YOUR INSTRUCTIONS — Which lines in the entries below contain the string "foreground"? Filter them out and copy each one, treating uppercase and lowercase as different.

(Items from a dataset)

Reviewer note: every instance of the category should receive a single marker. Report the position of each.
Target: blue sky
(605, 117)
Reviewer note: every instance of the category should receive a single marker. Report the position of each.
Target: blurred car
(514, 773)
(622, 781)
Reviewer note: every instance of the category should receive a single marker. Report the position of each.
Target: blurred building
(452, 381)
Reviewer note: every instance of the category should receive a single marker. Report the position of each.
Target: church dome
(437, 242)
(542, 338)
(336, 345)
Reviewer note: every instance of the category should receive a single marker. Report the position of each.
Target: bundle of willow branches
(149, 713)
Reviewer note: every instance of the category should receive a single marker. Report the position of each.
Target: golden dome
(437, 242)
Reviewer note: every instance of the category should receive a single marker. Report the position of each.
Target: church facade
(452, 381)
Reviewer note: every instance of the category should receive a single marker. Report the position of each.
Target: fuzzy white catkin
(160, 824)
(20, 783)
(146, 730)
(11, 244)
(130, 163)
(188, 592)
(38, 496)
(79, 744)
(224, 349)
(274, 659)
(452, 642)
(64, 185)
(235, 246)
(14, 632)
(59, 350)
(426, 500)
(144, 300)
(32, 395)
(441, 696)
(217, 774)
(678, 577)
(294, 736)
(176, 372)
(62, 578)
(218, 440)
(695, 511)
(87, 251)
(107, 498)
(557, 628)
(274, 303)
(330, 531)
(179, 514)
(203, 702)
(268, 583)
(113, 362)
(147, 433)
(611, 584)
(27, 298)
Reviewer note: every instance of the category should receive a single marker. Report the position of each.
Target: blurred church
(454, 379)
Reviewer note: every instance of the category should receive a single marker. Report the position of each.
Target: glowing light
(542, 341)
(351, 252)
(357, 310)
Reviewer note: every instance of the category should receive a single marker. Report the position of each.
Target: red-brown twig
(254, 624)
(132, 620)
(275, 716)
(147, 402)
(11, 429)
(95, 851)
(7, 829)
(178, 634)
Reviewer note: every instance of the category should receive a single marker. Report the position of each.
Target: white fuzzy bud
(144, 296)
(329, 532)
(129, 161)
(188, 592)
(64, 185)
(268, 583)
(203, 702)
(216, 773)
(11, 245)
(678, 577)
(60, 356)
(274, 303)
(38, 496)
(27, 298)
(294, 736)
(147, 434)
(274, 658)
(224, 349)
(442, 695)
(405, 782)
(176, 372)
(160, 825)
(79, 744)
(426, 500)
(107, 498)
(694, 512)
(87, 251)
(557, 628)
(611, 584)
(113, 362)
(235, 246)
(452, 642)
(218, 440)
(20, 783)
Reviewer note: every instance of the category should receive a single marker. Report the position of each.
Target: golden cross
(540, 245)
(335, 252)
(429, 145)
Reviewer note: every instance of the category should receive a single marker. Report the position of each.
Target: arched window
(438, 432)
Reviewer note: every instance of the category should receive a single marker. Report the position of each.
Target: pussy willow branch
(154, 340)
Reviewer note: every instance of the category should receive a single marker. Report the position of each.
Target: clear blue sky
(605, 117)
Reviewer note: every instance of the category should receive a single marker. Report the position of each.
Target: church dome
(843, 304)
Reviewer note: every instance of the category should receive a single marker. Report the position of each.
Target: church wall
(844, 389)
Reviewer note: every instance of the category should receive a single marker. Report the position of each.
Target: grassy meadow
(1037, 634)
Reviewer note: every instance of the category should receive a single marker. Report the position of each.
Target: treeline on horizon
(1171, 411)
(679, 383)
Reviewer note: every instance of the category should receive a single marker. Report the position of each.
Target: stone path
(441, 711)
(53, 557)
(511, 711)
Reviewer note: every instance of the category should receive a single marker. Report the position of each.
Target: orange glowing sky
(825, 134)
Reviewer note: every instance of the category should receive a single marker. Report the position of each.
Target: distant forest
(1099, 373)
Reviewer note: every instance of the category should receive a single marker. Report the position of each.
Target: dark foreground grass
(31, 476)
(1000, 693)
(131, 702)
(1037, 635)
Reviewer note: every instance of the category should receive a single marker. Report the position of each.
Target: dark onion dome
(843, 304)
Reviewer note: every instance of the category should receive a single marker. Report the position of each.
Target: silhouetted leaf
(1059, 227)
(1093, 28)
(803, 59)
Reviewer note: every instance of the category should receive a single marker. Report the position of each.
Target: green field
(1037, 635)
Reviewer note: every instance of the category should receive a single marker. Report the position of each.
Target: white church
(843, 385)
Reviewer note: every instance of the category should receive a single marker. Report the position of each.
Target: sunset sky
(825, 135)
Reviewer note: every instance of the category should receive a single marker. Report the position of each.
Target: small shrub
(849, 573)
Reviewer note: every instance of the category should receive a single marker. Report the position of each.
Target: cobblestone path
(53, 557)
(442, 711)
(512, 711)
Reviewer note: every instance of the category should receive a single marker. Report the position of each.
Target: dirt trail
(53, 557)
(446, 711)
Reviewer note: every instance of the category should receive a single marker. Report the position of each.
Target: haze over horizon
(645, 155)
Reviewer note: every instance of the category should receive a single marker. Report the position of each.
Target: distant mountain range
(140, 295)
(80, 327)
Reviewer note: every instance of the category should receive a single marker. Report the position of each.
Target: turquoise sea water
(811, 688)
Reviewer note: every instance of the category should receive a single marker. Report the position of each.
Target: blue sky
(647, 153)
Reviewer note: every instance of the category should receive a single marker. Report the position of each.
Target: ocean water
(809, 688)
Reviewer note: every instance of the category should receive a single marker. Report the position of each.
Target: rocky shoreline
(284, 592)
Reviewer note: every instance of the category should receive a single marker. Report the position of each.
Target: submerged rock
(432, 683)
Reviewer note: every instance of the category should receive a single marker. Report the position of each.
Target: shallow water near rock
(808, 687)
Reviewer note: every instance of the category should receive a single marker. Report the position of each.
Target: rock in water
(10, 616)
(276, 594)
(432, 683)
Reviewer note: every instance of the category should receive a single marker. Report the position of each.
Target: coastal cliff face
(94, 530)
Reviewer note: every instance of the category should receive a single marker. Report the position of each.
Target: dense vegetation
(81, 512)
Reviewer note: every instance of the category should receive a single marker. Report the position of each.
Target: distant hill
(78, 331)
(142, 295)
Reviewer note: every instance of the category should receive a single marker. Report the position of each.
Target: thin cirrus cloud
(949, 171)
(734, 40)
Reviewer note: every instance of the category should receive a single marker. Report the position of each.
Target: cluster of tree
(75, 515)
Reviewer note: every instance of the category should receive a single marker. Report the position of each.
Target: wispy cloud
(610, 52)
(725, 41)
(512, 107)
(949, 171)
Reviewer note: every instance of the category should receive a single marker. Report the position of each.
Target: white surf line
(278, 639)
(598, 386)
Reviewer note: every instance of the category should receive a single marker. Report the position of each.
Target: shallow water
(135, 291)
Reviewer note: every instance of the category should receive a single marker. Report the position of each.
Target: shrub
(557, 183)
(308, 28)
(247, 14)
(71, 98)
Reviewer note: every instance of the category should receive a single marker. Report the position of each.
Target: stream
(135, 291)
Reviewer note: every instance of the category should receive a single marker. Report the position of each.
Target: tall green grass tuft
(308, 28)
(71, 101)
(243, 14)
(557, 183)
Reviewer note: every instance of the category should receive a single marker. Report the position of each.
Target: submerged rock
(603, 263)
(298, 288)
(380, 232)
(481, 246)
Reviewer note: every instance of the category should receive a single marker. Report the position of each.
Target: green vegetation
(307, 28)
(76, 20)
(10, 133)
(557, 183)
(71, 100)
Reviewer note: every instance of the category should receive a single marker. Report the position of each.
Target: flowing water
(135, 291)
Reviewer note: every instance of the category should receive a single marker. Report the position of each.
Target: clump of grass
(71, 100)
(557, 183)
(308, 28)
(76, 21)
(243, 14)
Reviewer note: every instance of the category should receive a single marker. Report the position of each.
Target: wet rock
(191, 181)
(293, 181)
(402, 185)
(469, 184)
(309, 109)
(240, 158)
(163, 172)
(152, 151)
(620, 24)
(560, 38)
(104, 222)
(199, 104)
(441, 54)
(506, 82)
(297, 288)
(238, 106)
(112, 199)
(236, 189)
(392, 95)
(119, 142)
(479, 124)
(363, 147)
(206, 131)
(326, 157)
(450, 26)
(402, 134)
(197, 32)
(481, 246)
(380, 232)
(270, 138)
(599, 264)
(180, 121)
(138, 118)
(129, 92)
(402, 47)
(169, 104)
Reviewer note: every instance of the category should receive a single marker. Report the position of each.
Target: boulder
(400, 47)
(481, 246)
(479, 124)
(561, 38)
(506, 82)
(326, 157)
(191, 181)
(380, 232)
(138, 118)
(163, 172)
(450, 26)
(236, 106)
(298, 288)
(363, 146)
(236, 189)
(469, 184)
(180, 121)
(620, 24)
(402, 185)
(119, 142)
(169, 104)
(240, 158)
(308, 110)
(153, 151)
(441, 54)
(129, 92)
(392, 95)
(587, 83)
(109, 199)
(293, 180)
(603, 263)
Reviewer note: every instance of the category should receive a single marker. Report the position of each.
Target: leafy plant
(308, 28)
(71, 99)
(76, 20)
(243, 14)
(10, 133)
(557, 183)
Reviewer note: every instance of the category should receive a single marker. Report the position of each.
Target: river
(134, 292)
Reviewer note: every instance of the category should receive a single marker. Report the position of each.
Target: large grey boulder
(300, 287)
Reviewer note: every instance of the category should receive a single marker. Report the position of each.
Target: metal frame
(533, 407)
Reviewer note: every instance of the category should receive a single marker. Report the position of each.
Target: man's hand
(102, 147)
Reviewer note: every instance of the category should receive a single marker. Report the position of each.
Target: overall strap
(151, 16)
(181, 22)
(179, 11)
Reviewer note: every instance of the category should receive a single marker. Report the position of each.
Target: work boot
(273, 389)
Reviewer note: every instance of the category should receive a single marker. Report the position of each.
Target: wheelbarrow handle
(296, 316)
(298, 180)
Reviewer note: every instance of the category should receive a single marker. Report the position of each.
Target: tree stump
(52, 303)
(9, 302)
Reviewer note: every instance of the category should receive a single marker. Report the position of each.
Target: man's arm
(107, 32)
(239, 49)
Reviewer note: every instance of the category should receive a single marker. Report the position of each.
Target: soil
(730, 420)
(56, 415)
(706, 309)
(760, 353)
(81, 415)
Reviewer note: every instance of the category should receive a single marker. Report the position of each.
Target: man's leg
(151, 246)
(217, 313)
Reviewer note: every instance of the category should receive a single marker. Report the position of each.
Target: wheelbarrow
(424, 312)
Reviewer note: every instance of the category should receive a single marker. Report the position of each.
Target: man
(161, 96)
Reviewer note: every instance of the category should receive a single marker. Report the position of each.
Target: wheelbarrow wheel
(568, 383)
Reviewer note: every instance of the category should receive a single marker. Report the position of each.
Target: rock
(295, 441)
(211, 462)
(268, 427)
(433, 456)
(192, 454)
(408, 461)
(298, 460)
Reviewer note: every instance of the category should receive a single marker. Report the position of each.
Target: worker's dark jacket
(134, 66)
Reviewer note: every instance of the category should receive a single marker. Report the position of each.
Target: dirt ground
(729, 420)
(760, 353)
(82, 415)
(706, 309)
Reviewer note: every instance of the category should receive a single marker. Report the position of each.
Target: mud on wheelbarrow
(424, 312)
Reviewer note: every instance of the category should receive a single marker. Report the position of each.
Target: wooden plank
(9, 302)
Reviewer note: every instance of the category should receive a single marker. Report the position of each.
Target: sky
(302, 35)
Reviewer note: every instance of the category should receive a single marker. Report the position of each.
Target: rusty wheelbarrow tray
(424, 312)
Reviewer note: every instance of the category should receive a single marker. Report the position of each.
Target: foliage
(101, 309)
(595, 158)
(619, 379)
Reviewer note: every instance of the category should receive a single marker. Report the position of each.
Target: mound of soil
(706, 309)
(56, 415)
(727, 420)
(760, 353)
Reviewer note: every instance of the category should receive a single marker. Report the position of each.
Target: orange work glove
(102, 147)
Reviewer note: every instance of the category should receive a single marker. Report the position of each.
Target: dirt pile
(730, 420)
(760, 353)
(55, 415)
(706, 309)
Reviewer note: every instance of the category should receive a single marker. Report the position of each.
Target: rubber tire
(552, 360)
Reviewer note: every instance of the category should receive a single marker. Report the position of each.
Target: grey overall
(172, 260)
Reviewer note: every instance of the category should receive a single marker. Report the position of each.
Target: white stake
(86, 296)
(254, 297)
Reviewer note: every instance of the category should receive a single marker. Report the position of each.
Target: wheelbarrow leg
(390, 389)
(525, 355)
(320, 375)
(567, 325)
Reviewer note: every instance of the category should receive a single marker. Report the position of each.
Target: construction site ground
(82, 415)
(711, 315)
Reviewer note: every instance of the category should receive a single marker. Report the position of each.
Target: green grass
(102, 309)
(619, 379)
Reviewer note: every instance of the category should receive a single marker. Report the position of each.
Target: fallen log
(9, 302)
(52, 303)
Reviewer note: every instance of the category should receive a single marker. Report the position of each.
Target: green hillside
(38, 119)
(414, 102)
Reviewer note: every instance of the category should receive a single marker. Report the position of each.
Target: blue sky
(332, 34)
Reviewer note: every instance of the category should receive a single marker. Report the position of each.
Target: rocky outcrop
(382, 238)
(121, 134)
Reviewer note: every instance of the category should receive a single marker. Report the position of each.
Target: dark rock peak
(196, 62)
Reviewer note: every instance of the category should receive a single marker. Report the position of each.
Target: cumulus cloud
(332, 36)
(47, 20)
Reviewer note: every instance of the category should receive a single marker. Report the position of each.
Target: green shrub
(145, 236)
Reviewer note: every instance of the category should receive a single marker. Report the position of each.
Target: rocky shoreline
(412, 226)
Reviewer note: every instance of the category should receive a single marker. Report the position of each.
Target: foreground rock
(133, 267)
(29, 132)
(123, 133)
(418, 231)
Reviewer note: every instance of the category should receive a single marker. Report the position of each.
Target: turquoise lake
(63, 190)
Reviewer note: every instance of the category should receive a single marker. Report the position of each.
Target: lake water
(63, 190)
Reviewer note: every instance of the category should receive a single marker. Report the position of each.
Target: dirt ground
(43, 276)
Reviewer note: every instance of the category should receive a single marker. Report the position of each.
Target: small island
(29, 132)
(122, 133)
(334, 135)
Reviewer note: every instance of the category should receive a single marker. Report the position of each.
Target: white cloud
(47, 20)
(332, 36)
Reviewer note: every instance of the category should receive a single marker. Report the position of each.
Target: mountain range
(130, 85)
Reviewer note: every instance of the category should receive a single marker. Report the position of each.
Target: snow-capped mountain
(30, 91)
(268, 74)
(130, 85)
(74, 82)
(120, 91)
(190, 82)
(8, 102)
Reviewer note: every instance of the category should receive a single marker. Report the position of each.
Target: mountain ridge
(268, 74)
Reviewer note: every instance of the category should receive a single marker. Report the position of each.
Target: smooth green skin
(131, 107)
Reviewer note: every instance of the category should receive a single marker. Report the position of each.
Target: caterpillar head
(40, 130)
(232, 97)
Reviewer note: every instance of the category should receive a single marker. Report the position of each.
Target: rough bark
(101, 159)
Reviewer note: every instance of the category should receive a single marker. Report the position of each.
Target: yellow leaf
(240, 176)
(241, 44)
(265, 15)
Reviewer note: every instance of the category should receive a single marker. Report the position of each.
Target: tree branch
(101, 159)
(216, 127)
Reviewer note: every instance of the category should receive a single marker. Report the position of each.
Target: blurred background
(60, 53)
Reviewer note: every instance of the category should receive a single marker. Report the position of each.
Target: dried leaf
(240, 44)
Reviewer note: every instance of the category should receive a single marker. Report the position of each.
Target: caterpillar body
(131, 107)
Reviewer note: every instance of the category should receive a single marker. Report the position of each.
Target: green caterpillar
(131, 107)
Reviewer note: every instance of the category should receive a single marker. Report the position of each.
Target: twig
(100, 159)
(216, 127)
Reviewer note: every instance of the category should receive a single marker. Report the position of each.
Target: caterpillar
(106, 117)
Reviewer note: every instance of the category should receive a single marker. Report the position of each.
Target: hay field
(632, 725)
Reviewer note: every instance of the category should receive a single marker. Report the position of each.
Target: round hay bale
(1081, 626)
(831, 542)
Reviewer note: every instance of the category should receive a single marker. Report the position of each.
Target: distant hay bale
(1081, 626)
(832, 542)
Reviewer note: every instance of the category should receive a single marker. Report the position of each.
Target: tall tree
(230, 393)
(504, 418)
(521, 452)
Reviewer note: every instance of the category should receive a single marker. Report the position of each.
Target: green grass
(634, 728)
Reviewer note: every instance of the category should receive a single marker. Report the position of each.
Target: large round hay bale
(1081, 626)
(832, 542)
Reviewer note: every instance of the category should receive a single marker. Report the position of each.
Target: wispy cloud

TASK OUTPUT —
Target: dark foreground grass
Target: foreground rock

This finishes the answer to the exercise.